### REQUIRED TASK
Turn the lines of the records below, starting at the line that contains "As a warehouse robot's perception module, locate man's hand" and ending at the line that contains "0, 0, 650, 400", into a numbered list with blank lines left out.

### RECORDS SHOWN

╭──

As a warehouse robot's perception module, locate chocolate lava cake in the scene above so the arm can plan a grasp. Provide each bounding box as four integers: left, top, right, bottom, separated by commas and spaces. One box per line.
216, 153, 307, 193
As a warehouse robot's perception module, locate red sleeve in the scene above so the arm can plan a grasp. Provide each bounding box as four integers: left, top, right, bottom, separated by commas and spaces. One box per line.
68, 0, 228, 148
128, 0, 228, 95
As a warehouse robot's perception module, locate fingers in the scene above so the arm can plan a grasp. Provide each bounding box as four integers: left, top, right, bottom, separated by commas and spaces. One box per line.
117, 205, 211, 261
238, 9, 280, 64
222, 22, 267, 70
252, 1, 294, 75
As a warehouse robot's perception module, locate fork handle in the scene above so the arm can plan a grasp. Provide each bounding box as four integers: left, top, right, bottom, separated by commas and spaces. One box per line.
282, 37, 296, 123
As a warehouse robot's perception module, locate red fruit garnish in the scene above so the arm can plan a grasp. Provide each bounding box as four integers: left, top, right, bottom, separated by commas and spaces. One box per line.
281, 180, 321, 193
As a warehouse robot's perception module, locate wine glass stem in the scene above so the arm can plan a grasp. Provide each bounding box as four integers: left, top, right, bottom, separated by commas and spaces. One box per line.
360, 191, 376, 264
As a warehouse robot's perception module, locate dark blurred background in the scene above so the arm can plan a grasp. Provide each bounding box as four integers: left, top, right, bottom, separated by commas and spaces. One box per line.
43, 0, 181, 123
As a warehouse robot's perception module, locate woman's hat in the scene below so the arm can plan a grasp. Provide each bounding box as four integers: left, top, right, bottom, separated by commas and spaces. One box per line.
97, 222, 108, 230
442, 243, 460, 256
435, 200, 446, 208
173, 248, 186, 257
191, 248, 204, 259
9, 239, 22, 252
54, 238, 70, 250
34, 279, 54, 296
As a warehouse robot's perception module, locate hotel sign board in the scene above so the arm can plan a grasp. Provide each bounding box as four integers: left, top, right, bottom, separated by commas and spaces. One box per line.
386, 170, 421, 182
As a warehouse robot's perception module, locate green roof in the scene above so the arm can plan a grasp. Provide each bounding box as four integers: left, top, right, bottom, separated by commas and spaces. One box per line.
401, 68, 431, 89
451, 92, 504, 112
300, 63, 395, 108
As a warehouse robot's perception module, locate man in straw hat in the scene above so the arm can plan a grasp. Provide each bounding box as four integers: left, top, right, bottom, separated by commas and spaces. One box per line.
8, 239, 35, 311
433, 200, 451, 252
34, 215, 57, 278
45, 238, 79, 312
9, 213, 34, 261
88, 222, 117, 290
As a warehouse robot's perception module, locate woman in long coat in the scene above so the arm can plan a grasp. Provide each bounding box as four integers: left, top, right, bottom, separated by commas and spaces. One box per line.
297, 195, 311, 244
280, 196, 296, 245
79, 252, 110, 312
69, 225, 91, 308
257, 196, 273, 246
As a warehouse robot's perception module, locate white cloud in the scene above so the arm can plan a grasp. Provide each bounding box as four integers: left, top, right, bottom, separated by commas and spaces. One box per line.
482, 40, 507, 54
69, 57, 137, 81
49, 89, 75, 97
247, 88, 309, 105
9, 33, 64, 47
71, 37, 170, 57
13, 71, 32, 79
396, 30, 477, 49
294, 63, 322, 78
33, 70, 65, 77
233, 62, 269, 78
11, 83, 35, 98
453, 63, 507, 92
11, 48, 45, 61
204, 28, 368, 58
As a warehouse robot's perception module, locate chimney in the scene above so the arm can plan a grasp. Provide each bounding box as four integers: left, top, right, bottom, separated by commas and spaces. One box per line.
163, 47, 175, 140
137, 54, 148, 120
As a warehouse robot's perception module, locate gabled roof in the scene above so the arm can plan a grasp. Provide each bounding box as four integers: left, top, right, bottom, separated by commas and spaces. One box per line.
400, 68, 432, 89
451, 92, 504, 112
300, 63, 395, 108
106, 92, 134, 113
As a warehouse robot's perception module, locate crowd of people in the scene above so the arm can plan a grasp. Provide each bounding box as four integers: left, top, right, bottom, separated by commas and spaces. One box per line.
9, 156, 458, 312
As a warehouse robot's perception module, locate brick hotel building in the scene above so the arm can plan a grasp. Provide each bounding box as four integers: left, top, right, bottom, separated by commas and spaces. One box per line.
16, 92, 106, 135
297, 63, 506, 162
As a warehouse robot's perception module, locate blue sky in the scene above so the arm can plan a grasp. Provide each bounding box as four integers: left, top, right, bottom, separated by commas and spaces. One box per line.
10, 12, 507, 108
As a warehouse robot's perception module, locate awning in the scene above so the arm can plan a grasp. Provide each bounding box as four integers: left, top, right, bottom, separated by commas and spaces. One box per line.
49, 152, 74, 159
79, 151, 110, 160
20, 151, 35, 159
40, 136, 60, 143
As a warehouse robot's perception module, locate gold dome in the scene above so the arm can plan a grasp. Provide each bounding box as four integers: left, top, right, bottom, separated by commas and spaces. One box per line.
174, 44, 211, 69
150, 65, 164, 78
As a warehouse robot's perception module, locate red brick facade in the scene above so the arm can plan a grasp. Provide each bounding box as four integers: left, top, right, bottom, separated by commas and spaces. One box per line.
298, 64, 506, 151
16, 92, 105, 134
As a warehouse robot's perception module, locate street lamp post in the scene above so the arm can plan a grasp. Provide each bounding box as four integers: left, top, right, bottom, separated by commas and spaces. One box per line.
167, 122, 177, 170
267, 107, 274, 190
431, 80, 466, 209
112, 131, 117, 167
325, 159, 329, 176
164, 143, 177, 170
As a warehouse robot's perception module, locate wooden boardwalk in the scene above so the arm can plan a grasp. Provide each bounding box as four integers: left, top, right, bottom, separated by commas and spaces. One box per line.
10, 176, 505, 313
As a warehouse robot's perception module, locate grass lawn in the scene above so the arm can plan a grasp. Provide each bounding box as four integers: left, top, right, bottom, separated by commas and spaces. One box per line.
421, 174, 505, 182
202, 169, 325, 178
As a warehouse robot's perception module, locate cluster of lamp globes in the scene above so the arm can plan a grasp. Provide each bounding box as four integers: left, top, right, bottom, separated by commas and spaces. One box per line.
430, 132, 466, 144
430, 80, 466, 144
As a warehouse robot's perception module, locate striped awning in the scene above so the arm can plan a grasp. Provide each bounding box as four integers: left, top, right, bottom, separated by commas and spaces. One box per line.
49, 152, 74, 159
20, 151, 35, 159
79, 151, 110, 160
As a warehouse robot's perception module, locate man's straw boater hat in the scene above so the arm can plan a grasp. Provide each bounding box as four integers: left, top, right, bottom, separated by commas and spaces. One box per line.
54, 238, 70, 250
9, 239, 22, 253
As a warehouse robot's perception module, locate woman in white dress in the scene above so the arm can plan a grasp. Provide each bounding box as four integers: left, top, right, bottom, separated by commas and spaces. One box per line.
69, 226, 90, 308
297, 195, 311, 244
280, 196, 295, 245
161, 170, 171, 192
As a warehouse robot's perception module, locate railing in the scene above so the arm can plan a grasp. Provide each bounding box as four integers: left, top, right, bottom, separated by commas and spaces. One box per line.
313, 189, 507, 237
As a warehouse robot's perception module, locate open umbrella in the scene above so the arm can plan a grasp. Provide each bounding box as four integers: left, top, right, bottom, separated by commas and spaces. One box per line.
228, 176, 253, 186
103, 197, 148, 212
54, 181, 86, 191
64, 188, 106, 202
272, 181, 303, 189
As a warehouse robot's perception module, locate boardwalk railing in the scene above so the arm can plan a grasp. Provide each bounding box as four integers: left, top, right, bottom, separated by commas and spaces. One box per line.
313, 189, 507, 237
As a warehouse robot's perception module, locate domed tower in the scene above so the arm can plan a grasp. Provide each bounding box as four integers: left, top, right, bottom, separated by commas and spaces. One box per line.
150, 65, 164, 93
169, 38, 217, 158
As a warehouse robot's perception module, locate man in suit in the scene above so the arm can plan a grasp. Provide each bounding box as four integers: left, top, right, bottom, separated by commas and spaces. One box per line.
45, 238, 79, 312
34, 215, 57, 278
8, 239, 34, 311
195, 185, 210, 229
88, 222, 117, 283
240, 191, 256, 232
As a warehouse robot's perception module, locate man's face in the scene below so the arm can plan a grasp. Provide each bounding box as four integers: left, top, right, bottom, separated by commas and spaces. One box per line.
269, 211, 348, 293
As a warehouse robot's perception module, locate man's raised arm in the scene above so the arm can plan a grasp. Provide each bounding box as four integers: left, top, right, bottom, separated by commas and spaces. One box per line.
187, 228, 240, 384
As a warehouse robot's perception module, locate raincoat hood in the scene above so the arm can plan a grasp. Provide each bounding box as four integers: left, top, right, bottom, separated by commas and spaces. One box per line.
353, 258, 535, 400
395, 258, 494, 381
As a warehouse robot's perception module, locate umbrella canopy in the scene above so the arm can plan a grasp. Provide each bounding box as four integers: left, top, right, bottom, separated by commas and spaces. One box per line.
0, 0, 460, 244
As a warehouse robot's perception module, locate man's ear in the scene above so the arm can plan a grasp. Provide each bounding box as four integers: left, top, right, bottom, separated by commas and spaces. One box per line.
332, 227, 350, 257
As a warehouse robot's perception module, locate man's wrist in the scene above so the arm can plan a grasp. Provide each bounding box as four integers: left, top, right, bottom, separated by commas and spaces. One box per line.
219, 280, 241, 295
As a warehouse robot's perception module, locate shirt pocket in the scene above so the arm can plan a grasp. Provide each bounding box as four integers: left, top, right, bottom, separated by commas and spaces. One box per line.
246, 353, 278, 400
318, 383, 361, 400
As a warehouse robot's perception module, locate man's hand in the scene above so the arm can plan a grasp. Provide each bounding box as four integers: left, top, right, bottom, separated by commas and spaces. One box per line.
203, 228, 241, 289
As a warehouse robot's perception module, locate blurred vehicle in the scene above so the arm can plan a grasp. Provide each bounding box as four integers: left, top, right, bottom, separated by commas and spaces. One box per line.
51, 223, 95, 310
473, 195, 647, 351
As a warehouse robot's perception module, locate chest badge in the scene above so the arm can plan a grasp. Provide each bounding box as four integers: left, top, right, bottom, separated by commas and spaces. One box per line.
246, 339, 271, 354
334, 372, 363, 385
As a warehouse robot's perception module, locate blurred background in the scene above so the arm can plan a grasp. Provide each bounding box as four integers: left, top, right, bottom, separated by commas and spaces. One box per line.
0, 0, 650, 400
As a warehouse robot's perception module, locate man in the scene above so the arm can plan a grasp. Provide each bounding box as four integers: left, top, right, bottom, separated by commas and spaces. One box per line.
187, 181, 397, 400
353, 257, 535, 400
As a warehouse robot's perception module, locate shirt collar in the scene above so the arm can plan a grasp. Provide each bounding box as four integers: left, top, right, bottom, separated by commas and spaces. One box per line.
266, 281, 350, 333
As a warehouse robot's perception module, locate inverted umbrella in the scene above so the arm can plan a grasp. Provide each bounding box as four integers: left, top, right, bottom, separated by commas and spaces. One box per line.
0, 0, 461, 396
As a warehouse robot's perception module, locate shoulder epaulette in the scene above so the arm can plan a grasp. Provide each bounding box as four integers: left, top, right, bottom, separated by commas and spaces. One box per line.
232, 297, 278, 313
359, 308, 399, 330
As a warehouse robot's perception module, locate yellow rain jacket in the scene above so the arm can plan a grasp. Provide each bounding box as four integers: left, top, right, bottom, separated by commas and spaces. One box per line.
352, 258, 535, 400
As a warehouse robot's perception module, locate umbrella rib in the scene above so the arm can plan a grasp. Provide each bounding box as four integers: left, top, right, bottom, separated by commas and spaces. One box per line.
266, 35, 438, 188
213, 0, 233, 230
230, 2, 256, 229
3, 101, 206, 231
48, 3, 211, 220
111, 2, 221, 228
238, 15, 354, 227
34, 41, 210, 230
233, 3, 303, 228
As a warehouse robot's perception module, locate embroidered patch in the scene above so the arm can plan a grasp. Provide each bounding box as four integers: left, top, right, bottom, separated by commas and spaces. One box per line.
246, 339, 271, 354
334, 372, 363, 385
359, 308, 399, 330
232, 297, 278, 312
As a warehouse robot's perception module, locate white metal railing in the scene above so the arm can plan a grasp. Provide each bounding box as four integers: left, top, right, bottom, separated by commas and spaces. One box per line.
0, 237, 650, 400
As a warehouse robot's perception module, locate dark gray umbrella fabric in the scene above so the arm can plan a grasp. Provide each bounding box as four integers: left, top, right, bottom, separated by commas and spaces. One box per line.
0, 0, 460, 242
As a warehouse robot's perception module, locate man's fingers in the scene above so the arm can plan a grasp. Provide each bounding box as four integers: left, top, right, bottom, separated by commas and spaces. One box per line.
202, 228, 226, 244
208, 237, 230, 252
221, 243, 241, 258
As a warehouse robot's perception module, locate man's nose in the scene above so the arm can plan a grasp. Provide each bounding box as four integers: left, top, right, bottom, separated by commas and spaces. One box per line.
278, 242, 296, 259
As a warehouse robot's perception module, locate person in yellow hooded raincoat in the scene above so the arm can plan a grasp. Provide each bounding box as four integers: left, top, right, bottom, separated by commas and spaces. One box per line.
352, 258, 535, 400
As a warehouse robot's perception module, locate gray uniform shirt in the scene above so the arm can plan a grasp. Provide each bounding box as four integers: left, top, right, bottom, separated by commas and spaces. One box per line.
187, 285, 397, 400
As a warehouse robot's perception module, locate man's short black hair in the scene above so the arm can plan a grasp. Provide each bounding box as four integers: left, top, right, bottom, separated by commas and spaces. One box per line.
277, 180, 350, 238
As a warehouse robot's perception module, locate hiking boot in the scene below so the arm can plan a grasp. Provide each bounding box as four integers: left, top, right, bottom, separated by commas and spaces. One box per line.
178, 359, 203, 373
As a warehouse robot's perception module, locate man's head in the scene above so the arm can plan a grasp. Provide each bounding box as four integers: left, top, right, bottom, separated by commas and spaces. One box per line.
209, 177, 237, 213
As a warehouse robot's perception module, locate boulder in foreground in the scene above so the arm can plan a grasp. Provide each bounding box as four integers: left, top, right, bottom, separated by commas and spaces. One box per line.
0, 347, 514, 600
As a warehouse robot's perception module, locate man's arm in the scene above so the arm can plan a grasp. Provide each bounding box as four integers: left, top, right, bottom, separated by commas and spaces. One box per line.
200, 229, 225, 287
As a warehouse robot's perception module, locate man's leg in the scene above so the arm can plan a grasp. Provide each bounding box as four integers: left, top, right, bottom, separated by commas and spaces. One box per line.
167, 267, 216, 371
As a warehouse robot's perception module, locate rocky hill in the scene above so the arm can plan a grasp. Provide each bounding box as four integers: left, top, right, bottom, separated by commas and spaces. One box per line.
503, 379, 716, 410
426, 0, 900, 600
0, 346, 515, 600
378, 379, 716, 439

╰──

### RESPONSE TO THIS TASK
1. As a warehouse robot's perception module, locate man's hand in the scene above so the arm can plan a grasp. Provide each bounding box as four integers: left, top, right, bottom, separated by commas and spaces. One box per line.
2. 203, 228, 241, 289
3. As a warehouse robot's perception module, locate blurred vehicle in the scene above so the arm can plan a grasp. Provide each bounding box as four integers: left, top, right, bottom, separated by commas and spaces. One box per line.
4. 51, 223, 95, 310
5. 473, 195, 647, 351
6. As a warehouse robot's perception module, locate chest badge in the scene above so the arm can plan a grasp. Provide each bounding box as four integers: left, top, right, bottom, separated by commas and spaces. One box per line.
7. 246, 339, 271, 354
8. 334, 372, 363, 385
9. As a warehouse robot's perception module, locate blurred background in the scene above so the arm can plan a grasp. Provide each bounding box as four integers: left, top, right, bottom, separated by commas and spaces. One box per line.
10. 0, 0, 650, 400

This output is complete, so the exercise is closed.